=== WHAT IS REQUIRED ===
Only the lines from the one holding "Target: wrist strap" through the end of the records below are to be reproduced exactly, and pictures are to be omitted.

=== PROVIDED RECORDS ===

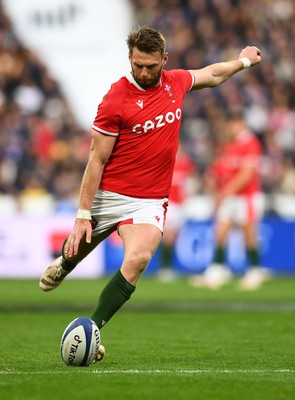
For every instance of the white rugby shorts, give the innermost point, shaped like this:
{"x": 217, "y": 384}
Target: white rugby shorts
{"x": 241, "y": 209}
{"x": 110, "y": 210}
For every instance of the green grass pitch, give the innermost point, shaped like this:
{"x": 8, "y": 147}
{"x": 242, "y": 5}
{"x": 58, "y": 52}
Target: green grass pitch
{"x": 170, "y": 341}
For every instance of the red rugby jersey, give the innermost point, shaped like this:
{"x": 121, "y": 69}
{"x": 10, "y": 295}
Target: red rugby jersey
{"x": 245, "y": 151}
{"x": 146, "y": 124}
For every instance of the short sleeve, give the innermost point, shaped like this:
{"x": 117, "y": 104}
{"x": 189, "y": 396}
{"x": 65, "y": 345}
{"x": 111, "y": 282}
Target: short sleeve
{"x": 108, "y": 117}
{"x": 184, "y": 77}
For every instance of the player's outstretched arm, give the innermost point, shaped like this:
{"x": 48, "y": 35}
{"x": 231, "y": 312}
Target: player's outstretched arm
{"x": 215, "y": 74}
{"x": 101, "y": 149}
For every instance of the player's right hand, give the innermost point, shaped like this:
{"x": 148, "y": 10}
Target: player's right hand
{"x": 82, "y": 228}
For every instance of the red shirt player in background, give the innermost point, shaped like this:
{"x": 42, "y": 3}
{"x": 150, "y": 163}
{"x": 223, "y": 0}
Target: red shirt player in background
{"x": 183, "y": 186}
{"x": 235, "y": 179}
{"x": 128, "y": 176}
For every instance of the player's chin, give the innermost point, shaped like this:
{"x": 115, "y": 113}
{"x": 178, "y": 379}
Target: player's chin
{"x": 148, "y": 84}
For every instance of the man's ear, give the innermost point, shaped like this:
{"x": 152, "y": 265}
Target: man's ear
{"x": 165, "y": 58}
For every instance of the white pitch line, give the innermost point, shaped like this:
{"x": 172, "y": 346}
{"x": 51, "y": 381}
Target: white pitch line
{"x": 153, "y": 372}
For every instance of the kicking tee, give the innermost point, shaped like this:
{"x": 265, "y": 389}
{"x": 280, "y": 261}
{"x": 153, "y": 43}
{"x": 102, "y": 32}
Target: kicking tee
{"x": 146, "y": 124}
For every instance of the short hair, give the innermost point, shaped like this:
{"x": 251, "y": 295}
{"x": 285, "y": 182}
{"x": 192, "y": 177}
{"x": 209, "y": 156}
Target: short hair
{"x": 147, "y": 40}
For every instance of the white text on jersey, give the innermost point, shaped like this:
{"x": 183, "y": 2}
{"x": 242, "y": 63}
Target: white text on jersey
{"x": 158, "y": 122}
{"x": 140, "y": 103}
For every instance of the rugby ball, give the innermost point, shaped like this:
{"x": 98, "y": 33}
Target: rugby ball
{"x": 80, "y": 342}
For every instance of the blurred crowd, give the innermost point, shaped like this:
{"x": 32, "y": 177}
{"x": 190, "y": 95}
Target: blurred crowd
{"x": 43, "y": 150}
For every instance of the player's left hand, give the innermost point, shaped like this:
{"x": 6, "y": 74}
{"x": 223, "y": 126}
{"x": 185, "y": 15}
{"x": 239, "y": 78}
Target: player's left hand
{"x": 253, "y": 53}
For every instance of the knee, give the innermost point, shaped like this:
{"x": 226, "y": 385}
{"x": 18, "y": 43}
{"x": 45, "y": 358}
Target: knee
{"x": 135, "y": 264}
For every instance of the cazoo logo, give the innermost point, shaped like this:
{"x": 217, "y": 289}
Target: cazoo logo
{"x": 158, "y": 122}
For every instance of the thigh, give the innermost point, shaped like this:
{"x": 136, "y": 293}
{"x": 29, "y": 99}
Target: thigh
{"x": 140, "y": 238}
{"x": 86, "y": 248}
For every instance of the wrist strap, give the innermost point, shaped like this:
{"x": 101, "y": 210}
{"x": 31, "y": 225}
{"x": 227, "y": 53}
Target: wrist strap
{"x": 84, "y": 214}
{"x": 246, "y": 62}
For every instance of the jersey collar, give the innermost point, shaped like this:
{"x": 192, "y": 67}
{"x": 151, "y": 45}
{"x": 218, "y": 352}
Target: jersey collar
{"x": 130, "y": 78}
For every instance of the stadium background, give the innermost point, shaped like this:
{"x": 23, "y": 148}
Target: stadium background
{"x": 57, "y": 59}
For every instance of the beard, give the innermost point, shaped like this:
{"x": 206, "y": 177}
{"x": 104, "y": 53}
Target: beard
{"x": 148, "y": 82}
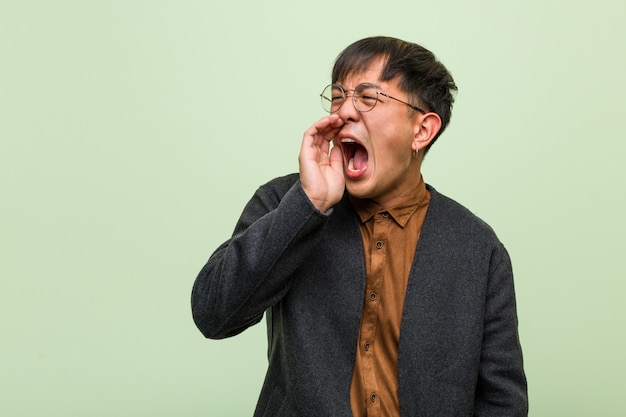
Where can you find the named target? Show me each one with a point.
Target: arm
(501, 388)
(252, 271)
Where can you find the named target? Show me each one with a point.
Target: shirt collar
(401, 213)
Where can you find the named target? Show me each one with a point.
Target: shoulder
(455, 222)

=== FINISHED TASK ===
Target: wrist strap
{"x": 84, "y": 214}
{"x": 246, "y": 62}
For every instance of the jersey collar, give the innermost point, shaped like this:
{"x": 192, "y": 67}
{"x": 151, "y": 45}
{"x": 218, "y": 352}
Target: jersey collar
{"x": 130, "y": 78}
For every instance of the stadium background, give the innermost point, shaped like this:
{"x": 23, "y": 148}
Target: stadium background
{"x": 57, "y": 59}
For every instance of the beard, give the innermost point, shaped like this:
{"x": 206, "y": 177}
{"x": 104, "y": 53}
Target: beard
{"x": 148, "y": 82}
Where can you find the named target? Show me each one with a point.
Target: arm
(501, 388)
(252, 271)
Where can you find the named target? Show me each one with a point.
Target: shirt collar
(401, 213)
Where can you find the named target? Show me each one with a point.
Target: shoulder
(455, 222)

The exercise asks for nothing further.